Problem:
Copy out only the span from the line with "Where can the metal" to the end of the data, both ends kept, word for word.

Record list:
----------------------------------------
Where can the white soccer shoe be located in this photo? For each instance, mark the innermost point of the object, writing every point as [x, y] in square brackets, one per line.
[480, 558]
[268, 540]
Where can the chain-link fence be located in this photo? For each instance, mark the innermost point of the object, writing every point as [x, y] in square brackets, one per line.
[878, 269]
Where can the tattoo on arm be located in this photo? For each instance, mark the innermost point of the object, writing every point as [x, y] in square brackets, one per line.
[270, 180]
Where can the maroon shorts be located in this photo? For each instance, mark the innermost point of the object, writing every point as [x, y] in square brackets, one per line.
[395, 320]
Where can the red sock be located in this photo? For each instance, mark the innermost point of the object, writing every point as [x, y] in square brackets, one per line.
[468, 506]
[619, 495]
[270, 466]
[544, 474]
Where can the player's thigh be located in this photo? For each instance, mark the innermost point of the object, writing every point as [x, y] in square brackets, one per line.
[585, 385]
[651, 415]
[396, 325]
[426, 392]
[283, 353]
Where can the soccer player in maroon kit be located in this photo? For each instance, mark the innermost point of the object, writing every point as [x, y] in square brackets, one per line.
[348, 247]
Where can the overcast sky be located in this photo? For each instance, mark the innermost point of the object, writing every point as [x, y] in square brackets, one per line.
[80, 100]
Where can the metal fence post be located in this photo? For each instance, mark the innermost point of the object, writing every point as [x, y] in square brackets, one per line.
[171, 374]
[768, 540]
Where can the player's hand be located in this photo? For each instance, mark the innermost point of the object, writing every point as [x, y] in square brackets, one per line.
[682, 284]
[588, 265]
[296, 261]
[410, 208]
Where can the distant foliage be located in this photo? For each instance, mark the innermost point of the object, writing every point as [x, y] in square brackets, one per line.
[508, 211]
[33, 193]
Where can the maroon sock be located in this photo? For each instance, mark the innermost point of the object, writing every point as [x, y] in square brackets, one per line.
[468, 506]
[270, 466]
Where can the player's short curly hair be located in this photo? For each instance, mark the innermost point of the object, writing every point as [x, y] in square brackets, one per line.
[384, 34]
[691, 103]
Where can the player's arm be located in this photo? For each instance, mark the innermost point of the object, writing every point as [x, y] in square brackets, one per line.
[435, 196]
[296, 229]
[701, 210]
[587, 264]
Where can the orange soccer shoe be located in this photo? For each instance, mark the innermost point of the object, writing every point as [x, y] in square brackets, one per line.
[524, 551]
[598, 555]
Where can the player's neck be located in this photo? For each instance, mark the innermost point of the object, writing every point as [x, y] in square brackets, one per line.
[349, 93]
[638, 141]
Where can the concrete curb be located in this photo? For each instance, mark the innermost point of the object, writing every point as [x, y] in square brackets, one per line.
----------------------------------------
Result of the exercise:
Where can the metal fence post be located in this photo? For each instance, mark the innermost point of the object, writing every point as [x, y] in square brackets, one per line.
[171, 374]
[768, 540]
Where can the player's hand be located in this photo? For each instance, mark the innermost point of the object, writing every point as [x, y] in square brackets, one per line.
[682, 284]
[588, 265]
[296, 261]
[410, 208]
Where can the distant foliage be located in this photo? For each instance, mark the innermost point of the object, writing every point as [x, y] in square brackets, one per line.
[508, 211]
[33, 193]
Where can the maroon sock be located in this photo? For each instance, mark the innermost point of the object, writing every point as [x, y] in square brackets, one per line.
[468, 506]
[270, 466]
Where can the player's short curly hair be located in this photo? For each instance, mark the innermost point of the object, writing every point as [x, y] in square brackets, one per line.
[384, 34]
[691, 103]
Where can the player's arm be located in this photo? For each instance, mark the innermost point of the object, writing every point as [x, y] in square brackets, one per line.
[435, 196]
[296, 229]
[701, 210]
[587, 264]
Where can the orange soccer shoe be located in this photo? For each instance, mark the innermost point of the object, writing every point as [x, y] in square brackets, one per line.
[524, 551]
[598, 555]
Where can the player's neck be located in this photo? For each instance, mark the innermost point of the object, writing every point as [x, y] in square brackets, one per line.
[349, 93]
[638, 141]
Where can the concrete curb be located in this photo? For each instance, mark the innermost point of the object, writing every point as [x, y] in square brackets, one per line.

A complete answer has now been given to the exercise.